:: Data in this exercise ::

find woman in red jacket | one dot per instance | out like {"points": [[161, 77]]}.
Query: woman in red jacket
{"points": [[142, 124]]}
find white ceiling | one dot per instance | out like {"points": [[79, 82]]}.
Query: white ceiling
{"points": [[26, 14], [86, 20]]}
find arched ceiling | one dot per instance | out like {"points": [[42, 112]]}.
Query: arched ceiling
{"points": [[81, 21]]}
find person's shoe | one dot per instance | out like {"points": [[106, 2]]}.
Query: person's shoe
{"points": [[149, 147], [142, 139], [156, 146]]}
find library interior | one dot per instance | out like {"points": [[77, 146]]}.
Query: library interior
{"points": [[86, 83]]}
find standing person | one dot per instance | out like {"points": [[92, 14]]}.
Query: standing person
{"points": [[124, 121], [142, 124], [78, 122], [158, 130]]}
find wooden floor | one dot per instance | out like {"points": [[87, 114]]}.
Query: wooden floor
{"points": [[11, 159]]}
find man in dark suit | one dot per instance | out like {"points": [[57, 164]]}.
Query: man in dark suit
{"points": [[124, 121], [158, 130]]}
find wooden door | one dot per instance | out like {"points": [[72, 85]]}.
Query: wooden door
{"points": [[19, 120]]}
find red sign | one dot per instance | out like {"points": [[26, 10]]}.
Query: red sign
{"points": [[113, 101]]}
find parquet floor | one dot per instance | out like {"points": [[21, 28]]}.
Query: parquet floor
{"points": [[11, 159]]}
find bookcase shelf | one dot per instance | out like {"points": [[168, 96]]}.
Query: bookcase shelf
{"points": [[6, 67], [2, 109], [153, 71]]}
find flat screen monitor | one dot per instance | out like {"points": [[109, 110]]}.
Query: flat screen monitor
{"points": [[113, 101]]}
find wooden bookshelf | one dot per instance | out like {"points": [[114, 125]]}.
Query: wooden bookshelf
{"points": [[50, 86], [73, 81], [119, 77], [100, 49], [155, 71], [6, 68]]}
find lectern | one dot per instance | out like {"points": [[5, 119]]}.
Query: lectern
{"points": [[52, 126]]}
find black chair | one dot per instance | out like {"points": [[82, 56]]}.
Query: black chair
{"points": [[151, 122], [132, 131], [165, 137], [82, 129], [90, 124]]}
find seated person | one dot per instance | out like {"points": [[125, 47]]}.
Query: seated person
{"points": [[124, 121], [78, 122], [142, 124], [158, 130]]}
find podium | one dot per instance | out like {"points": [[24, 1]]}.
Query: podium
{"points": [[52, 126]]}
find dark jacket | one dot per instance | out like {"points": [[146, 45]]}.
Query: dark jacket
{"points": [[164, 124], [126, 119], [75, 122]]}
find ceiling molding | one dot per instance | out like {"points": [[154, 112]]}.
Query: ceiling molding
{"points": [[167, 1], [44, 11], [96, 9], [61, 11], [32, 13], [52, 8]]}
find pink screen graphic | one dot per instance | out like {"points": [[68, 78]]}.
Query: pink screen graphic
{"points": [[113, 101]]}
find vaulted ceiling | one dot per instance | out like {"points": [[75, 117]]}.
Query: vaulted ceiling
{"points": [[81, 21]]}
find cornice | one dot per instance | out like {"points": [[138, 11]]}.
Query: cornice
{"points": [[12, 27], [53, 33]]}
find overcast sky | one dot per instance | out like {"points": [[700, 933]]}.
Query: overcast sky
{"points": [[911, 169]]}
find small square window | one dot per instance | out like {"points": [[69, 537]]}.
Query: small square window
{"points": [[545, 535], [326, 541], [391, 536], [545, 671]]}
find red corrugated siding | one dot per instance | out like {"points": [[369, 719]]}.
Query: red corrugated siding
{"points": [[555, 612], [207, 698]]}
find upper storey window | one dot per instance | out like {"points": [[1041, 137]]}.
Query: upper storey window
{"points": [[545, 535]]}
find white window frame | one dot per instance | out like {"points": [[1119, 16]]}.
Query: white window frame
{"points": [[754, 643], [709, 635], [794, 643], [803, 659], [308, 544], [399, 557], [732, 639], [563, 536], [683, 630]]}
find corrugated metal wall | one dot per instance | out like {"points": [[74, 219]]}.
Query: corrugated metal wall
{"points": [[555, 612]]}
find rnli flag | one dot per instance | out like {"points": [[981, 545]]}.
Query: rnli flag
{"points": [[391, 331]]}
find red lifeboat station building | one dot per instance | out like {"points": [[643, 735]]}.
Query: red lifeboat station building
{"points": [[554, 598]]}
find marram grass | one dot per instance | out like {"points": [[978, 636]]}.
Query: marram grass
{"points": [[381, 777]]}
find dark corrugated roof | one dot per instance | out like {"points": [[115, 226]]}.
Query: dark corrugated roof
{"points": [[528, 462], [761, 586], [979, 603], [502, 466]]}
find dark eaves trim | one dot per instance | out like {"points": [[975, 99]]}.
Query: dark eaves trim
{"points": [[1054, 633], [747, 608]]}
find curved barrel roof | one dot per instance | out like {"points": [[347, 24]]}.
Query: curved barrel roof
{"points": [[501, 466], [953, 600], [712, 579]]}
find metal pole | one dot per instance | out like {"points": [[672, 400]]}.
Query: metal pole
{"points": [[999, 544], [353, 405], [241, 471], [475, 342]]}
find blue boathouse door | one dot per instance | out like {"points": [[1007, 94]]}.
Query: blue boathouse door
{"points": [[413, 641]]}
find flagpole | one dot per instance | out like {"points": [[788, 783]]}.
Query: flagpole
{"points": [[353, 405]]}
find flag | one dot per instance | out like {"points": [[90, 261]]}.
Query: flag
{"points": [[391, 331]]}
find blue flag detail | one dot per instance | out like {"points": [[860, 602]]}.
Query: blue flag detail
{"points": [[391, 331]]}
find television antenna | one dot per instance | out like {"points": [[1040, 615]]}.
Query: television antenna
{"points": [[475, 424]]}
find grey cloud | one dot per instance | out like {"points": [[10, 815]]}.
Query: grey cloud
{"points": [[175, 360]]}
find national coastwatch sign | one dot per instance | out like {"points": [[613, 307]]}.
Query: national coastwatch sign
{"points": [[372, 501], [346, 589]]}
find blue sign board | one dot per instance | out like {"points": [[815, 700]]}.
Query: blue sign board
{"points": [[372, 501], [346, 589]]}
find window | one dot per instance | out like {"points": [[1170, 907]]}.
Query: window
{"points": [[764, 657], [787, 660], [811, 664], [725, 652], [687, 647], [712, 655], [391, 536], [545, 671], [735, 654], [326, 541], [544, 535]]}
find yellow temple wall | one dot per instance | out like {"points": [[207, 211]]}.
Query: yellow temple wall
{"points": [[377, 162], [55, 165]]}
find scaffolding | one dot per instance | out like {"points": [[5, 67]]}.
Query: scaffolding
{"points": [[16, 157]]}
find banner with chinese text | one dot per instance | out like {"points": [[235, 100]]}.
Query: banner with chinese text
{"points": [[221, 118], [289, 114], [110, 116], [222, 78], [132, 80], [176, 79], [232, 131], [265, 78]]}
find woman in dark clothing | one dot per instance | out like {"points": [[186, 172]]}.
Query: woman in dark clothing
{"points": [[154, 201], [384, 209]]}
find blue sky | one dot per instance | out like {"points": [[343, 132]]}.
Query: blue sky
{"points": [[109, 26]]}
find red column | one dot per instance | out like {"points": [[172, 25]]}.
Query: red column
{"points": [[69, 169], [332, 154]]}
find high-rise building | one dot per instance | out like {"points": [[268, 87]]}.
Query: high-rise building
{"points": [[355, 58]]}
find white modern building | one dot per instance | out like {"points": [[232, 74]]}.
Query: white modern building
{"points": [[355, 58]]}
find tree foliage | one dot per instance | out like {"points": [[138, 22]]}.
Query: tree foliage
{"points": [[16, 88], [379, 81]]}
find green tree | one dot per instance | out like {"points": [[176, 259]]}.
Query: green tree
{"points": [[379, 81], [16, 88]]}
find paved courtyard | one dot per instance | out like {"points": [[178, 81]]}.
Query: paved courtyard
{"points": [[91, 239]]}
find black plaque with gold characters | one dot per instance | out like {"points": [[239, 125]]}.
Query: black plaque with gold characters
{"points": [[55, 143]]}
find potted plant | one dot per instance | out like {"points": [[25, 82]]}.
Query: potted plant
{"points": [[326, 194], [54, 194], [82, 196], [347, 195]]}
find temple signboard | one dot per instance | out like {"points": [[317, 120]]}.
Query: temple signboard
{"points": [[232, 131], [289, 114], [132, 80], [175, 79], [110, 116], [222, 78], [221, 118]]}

:::

Exercise requirements.
Write out once more the lines above beginning at the line with "find paved courtyard"; continue through the final line and stop there.

Answer in full.
find paved courtyard | one dot per instance | out like {"points": [[178, 81]]}.
Query: paved courtyard
{"points": [[91, 239]]}
find black plaque with gold characters | one dot per instance | out like {"points": [[239, 125]]}.
Query: black plaque with gold characters
{"points": [[55, 143]]}
find potted plant | one dot per instance | out like {"points": [[25, 82]]}.
Query: potted plant
{"points": [[326, 194], [54, 194], [82, 196], [347, 195]]}
find temple signboard | one dot per instance | out like {"points": [[317, 120]]}.
Query: temple signboard
{"points": [[232, 131], [289, 114], [132, 80], [175, 79], [110, 116], [222, 78], [221, 118]]}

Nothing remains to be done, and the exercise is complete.